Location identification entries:
------------------------------------------------------------------------
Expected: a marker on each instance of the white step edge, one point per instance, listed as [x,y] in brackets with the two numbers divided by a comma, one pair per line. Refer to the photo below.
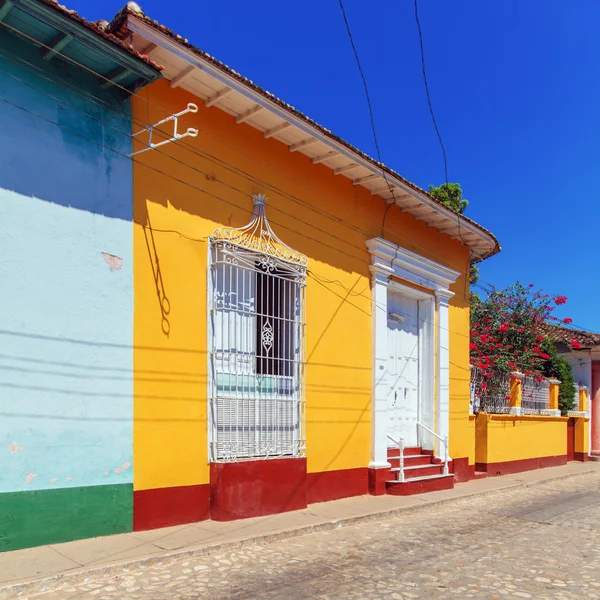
[411,456]
[424,478]
[418,467]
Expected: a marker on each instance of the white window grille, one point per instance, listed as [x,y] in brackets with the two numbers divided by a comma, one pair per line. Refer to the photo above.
[535,397]
[256,302]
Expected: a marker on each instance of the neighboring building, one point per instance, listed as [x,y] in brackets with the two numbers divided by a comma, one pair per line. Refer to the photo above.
[272,362]
[66,324]
[248,324]
[582,350]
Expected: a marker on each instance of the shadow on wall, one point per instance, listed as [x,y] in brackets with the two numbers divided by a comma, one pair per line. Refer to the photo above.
[68,146]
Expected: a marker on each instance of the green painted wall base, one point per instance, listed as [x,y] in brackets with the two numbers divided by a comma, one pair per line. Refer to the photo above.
[50,516]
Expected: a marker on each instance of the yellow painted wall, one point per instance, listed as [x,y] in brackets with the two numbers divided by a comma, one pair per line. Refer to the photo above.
[505,438]
[182,192]
[462,438]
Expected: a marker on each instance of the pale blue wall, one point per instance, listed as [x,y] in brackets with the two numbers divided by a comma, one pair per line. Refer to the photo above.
[66,318]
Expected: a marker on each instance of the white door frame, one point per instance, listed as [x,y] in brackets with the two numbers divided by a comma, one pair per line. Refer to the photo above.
[387,260]
[426,350]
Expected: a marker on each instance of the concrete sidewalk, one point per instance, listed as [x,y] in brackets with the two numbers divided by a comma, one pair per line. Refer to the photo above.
[46,567]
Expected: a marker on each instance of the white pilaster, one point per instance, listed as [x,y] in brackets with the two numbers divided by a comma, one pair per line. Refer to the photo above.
[442,298]
[389,259]
[379,282]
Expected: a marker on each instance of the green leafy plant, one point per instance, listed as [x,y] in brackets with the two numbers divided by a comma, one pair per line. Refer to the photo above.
[558,367]
[450,194]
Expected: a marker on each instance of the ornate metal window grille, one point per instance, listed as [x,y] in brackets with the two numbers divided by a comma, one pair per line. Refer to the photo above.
[535,396]
[257,326]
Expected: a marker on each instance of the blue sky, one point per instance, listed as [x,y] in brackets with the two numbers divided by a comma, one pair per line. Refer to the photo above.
[515,91]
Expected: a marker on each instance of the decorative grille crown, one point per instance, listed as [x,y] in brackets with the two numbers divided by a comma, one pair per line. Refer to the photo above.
[259,236]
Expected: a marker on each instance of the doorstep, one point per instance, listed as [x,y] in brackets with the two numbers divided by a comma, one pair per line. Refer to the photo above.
[49,567]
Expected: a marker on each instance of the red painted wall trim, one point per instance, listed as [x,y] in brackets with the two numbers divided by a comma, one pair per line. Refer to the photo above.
[462,470]
[377,479]
[333,485]
[254,488]
[518,466]
[164,507]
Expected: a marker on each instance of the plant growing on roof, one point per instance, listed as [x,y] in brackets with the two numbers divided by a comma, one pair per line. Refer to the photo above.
[450,194]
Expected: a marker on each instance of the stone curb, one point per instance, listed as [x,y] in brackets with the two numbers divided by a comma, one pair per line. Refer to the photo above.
[115,569]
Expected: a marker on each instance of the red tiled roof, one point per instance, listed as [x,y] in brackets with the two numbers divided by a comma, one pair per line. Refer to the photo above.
[564,335]
[118,26]
[99,28]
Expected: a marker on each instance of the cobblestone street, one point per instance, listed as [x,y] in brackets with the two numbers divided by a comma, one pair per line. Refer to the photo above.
[537,542]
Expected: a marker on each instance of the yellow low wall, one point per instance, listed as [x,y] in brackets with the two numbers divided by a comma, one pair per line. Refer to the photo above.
[582,438]
[510,444]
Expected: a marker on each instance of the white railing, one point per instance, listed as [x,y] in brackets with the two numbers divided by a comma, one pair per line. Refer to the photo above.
[444,441]
[400,444]
[490,392]
[535,398]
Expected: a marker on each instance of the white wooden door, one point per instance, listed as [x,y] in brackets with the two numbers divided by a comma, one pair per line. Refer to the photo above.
[403,368]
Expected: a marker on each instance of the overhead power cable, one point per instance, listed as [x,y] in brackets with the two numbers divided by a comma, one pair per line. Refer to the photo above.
[234,169]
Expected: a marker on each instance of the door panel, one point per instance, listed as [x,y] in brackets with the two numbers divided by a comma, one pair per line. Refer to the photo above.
[403,368]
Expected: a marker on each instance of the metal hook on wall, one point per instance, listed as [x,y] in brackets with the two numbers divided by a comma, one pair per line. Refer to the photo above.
[191,132]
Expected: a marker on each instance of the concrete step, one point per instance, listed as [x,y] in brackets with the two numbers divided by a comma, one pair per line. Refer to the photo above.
[410,451]
[415,471]
[420,485]
[411,461]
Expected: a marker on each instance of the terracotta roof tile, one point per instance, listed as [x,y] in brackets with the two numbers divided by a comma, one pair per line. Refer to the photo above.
[119,27]
[100,29]
[565,335]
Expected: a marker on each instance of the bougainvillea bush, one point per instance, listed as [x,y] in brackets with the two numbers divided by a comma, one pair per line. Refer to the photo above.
[508,331]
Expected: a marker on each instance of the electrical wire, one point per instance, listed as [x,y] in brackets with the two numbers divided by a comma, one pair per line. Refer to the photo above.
[424,71]
[371,116]
[274,187]
[439,135]
[189,166]
[368,233]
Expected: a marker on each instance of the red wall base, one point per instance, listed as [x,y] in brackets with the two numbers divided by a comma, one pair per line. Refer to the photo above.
[333,485]
[255,488]
[462,470]
[377,479]
[518,466]
[165,507]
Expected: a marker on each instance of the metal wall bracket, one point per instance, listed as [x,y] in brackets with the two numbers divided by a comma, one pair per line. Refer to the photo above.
[191,132]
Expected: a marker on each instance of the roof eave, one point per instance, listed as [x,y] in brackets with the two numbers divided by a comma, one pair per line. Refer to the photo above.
[89,34]
[159,35]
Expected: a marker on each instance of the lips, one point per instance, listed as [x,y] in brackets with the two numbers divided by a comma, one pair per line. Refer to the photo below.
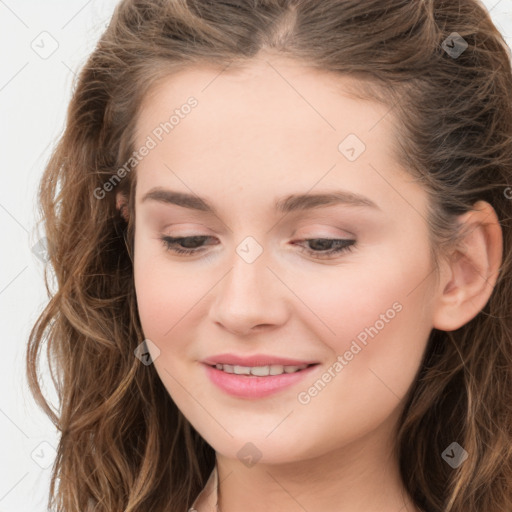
------------------------------------------------------------------------
> Task prompt: Put every line from the one containing "Expected: a marker on each instance of the metal wall" through the end of the entries into a JSON list of strings, one string per line, with blank lines skipped and the pictures left out.

> Result below:
[
  "Expected: a marker on each instance of the metal wall bracket, one point per instance, listed as [x,y] in brackets with the two numbers divided by a comma, one pair per line. Refer to the photo above.",
  "[191,132]",
  "Expected: a marker on each instance of the roof eave, one point per instance, listed as [x,y] in brackets with the two numbers divided by a comma, one pair per line. Refer to the photo above.",
  "[89,34]",
  "[159,35]",
  "Expected: a marker on each instance of the lips, one point per instance, listed as [x,y] in brackets with the two numbers divided by a comma, one pair per line. Refer to the photo below."
]